==== DOCUMENT PASSAGE ====

Can Nanotechnology Help Develop a Workable Dengue Virus Vaccine?
November 18, 2016
School of Medicine
Scientists at the University of North Carolina at Chapel Hill School of Medicine are working to develop a nanoparticle vaccine to protect against the four serotypes of dengue virus, which infects more than 350 million people across the globe each year.
Aravinda de Silva, professor of microbiology and immunology, and post-doctoral researcher Stefan Metz recently published the latest on their vaccine development efforts in PLOS Neglected Tropical Disease(s).
The nanoparticle platform was produced with Particle Replication in Non-wetting Templates (PRINT) technology. Joseph DeSimone, the Chancellor’s Eminent Professor of Chemistry and a joint professor in the Department of Pharmacology at UNC, developed PRINT, a nano-molding technique, in 2004.
Rather than using a killed or attenuated virus to develop a vaccine for dengue, de Silva’s lab is focusing on “expressing the E protein and attaching it to nanoparticles to induce good immune responses,” Metz said.

==== SUPPLIED DATA ====

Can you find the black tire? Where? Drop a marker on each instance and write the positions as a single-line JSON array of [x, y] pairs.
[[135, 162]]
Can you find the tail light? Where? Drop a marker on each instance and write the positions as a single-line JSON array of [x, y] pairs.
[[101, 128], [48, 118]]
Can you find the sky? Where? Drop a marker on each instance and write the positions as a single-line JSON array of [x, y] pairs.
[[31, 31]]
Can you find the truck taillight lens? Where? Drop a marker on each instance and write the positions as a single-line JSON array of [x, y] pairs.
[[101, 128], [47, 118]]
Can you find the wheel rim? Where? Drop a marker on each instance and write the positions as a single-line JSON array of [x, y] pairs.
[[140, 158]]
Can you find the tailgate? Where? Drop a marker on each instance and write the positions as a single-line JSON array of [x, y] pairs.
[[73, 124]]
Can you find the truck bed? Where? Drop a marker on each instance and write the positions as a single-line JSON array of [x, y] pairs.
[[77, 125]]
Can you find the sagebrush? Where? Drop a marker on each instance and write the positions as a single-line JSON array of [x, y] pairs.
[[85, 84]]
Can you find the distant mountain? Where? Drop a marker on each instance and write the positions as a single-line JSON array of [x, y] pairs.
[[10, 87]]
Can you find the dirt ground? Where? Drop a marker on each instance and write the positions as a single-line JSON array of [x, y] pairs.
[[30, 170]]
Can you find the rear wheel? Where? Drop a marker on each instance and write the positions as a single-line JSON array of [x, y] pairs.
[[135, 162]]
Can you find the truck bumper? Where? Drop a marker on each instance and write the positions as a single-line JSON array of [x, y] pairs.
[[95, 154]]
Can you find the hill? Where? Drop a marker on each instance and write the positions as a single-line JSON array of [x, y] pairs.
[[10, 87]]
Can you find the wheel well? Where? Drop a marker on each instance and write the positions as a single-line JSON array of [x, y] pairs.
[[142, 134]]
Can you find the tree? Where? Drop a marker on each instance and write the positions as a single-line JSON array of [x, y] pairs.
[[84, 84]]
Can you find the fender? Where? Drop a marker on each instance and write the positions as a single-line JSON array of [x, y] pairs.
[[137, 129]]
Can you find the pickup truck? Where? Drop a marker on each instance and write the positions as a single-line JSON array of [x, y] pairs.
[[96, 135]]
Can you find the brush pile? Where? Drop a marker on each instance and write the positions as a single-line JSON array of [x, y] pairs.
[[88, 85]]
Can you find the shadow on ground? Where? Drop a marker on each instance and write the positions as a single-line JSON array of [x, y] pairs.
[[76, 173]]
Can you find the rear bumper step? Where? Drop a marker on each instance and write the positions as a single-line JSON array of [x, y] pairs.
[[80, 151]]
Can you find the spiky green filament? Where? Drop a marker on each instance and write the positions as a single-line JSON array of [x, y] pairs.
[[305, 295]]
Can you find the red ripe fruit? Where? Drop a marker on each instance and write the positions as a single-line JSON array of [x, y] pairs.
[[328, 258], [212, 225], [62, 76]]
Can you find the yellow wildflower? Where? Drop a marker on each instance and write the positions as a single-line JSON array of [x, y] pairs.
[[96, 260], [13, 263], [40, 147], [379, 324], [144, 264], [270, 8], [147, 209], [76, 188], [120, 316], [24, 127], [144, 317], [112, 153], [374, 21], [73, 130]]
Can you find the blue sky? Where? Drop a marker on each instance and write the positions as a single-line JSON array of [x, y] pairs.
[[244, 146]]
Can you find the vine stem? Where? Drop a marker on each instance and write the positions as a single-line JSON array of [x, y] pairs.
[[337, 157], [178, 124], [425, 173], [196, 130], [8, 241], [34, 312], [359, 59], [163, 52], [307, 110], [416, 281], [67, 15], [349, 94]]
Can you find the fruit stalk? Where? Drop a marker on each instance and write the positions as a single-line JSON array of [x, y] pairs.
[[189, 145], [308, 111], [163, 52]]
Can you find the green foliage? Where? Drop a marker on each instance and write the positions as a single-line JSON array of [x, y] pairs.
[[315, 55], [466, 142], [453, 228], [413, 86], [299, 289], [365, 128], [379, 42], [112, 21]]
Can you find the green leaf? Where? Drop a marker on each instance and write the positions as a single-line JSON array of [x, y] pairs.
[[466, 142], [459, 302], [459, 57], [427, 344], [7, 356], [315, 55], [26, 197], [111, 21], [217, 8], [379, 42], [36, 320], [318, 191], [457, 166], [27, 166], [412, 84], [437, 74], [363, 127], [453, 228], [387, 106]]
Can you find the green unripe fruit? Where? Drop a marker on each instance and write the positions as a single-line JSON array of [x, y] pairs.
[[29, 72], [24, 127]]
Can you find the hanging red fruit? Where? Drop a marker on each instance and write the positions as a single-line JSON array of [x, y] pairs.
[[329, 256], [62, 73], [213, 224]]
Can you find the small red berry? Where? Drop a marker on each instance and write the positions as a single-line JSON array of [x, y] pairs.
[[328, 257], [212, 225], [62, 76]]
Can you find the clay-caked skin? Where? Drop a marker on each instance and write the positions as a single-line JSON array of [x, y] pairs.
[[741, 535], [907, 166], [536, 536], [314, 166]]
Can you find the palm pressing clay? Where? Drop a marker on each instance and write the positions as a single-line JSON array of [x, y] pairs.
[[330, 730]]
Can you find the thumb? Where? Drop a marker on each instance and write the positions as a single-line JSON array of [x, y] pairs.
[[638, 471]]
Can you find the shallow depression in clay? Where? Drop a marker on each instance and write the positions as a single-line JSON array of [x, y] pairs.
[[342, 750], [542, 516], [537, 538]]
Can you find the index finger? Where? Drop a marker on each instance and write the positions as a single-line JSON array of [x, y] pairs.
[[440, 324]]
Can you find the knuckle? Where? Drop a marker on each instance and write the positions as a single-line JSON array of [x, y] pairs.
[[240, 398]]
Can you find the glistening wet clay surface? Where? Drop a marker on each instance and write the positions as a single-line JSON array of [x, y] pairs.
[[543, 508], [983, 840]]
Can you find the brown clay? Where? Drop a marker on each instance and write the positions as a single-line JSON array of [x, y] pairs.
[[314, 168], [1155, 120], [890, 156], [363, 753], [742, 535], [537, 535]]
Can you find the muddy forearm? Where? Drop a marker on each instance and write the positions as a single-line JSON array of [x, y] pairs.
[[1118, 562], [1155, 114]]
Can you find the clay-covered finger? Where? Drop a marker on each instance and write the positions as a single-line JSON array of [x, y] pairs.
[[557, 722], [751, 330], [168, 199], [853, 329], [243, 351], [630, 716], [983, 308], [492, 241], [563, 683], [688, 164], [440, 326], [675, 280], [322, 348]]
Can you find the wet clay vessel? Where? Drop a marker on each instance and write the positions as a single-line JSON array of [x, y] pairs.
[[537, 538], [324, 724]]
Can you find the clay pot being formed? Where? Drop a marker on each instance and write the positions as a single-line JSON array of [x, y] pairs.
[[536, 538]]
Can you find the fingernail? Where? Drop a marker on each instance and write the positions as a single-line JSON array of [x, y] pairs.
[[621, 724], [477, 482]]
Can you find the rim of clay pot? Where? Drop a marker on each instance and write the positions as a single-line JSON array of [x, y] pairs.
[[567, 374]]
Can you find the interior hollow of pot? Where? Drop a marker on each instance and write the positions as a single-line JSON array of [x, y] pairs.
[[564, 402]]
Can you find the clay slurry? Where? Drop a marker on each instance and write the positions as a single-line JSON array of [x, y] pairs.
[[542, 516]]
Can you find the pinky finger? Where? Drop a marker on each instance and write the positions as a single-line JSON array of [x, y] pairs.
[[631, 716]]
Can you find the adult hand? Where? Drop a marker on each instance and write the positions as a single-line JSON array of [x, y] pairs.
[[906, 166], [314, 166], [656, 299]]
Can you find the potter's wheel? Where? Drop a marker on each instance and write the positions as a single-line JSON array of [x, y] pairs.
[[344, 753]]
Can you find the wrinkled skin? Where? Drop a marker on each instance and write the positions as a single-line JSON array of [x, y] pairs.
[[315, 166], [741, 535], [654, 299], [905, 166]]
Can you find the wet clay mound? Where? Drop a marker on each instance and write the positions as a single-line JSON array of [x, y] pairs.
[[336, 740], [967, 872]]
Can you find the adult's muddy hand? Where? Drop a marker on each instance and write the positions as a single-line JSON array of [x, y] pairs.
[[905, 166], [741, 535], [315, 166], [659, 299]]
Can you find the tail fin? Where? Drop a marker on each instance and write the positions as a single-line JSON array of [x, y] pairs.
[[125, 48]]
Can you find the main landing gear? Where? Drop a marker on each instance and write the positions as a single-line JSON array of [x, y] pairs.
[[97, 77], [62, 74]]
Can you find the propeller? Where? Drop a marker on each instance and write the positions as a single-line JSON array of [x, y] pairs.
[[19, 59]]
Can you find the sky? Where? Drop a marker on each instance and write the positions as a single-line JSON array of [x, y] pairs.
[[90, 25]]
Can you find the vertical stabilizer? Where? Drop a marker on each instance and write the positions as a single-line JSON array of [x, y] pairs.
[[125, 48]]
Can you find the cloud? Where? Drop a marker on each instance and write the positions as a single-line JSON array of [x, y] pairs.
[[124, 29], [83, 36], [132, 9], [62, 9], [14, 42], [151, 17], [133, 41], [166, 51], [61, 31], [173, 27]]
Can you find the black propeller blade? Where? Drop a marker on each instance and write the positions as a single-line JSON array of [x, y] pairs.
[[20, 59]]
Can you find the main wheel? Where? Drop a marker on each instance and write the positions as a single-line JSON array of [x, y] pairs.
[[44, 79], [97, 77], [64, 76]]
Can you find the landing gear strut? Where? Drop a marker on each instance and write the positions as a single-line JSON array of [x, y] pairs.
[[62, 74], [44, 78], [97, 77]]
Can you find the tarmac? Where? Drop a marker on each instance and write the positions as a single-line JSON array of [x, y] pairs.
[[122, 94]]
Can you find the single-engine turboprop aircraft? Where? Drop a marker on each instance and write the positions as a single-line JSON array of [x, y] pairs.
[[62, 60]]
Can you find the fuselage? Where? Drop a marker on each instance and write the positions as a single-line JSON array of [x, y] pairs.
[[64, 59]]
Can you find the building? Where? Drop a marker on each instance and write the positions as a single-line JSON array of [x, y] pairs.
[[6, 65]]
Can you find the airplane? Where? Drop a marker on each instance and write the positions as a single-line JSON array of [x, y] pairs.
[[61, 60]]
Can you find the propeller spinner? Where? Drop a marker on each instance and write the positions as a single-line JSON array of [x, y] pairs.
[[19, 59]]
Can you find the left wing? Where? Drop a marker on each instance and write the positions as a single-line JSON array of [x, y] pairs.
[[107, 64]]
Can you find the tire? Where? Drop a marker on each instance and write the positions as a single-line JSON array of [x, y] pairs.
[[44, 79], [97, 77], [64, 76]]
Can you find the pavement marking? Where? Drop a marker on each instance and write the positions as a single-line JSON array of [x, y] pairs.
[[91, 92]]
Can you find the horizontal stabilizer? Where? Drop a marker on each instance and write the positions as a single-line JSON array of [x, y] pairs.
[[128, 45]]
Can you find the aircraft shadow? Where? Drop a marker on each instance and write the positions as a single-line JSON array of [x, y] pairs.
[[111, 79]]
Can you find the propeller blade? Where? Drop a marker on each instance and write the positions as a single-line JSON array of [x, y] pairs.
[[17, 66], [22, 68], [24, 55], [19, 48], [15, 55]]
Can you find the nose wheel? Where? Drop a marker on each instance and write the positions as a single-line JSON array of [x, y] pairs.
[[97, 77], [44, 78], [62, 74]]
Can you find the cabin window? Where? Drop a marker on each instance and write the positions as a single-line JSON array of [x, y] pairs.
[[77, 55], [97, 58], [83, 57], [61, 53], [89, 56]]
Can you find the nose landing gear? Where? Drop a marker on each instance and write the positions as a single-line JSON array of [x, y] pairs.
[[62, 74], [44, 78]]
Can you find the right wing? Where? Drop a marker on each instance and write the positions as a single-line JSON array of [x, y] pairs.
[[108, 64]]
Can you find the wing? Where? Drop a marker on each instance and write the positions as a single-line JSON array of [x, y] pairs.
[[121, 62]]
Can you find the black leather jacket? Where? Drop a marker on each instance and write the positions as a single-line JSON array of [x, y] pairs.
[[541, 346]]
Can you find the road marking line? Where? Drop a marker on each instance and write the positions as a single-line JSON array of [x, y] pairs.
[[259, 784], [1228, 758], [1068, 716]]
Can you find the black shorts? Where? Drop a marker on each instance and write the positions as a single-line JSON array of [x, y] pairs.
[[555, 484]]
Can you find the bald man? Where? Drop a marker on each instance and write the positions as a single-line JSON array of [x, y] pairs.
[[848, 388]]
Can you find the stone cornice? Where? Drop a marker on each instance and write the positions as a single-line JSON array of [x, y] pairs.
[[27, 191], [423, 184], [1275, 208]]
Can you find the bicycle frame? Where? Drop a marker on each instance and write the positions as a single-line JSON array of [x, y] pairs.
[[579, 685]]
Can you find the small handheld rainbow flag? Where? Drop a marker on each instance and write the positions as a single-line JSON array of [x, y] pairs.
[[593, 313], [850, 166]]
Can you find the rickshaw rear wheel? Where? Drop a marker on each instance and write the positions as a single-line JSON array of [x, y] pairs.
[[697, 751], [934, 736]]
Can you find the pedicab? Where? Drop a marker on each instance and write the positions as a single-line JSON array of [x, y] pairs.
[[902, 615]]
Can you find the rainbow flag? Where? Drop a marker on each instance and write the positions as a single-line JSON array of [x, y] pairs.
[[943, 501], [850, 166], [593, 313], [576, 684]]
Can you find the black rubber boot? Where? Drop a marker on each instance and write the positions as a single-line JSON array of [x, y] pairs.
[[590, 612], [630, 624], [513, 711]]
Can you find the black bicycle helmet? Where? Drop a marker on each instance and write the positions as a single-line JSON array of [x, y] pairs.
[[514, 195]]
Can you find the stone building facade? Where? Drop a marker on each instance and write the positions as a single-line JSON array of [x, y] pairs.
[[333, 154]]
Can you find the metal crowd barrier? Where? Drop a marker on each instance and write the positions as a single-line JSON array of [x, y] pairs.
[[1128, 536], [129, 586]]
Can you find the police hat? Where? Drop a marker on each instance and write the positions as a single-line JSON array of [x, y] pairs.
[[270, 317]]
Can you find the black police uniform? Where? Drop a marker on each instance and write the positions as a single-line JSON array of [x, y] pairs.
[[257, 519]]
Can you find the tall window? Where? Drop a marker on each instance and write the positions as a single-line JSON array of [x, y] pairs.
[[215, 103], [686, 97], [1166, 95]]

====

WORK ORDER:
Please return, word for word, the part of the dengue vaccine article that opens with the words containing "Can Nanotechnology Help" and closes with "globe each year.".

ANSWER SPACE:
Can Nanotechnology Help Develop a Workable Dengue Virus Vaccine?
November 18, 2016
School of Medicine
Scientists at the University of North Carolina at Chapel Hill School of Medicine are working to develop a nanoparticle vaccine to protect against the four serotypes of dengue virus, which infects more than 350 million people across the globe each year.